───── Given records ─────

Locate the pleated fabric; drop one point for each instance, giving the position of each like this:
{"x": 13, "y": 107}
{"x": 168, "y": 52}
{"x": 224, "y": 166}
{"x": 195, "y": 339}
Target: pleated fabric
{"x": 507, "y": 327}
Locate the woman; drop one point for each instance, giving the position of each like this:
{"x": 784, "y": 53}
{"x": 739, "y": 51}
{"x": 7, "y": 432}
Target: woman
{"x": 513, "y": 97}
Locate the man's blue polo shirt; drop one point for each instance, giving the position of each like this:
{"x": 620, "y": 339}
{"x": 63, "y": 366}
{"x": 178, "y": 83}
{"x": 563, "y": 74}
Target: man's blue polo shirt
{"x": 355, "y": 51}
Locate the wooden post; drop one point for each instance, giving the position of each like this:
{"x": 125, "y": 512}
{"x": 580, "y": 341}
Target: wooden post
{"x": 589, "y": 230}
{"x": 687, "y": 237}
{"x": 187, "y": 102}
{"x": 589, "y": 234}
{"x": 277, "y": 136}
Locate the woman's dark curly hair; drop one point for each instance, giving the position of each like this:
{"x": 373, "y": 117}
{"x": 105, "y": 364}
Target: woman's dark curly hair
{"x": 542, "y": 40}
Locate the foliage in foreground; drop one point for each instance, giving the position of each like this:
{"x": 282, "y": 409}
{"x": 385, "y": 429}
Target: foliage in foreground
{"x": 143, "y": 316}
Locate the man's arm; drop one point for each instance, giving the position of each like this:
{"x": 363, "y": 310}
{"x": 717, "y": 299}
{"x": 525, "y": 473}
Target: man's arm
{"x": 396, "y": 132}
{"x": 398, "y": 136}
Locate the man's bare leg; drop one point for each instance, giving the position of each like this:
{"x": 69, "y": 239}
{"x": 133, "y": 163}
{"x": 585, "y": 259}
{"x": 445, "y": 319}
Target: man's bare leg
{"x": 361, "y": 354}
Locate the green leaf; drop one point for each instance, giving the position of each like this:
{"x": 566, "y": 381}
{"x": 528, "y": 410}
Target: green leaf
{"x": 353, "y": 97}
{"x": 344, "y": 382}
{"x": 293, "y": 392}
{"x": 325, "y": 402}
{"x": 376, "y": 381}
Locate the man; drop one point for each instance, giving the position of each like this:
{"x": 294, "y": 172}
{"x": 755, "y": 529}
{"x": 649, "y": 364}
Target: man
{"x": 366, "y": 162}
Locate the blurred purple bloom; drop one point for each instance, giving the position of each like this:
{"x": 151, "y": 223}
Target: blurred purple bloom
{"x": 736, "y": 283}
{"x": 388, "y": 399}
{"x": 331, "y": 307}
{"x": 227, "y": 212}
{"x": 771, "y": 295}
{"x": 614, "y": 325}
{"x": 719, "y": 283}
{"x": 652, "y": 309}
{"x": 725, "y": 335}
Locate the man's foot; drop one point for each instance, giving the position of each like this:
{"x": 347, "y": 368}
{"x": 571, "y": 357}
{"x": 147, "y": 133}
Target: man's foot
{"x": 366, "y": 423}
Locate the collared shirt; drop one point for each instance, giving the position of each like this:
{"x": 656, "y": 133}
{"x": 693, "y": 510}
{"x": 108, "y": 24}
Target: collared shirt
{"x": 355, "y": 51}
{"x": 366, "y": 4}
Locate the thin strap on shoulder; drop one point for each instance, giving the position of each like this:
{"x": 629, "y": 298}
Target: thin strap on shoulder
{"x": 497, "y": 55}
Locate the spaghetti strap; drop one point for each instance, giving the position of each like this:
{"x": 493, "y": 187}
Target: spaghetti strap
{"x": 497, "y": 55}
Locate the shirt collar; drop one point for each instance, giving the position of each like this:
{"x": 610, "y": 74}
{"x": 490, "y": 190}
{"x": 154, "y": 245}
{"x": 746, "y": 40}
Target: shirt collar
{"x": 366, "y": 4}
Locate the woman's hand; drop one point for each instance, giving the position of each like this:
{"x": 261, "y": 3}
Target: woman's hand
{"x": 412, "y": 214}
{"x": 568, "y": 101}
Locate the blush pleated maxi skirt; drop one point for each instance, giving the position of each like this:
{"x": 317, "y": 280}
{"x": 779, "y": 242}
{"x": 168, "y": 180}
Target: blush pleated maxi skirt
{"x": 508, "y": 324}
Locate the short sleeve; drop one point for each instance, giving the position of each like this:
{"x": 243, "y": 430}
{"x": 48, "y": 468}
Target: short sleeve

─────

- Task
Check every line above for the string "short", and copy the ones that have it.

- Written response
Locate the short sleeve; drop one point for each instance, giving the position of each like this:
Target: short sleeve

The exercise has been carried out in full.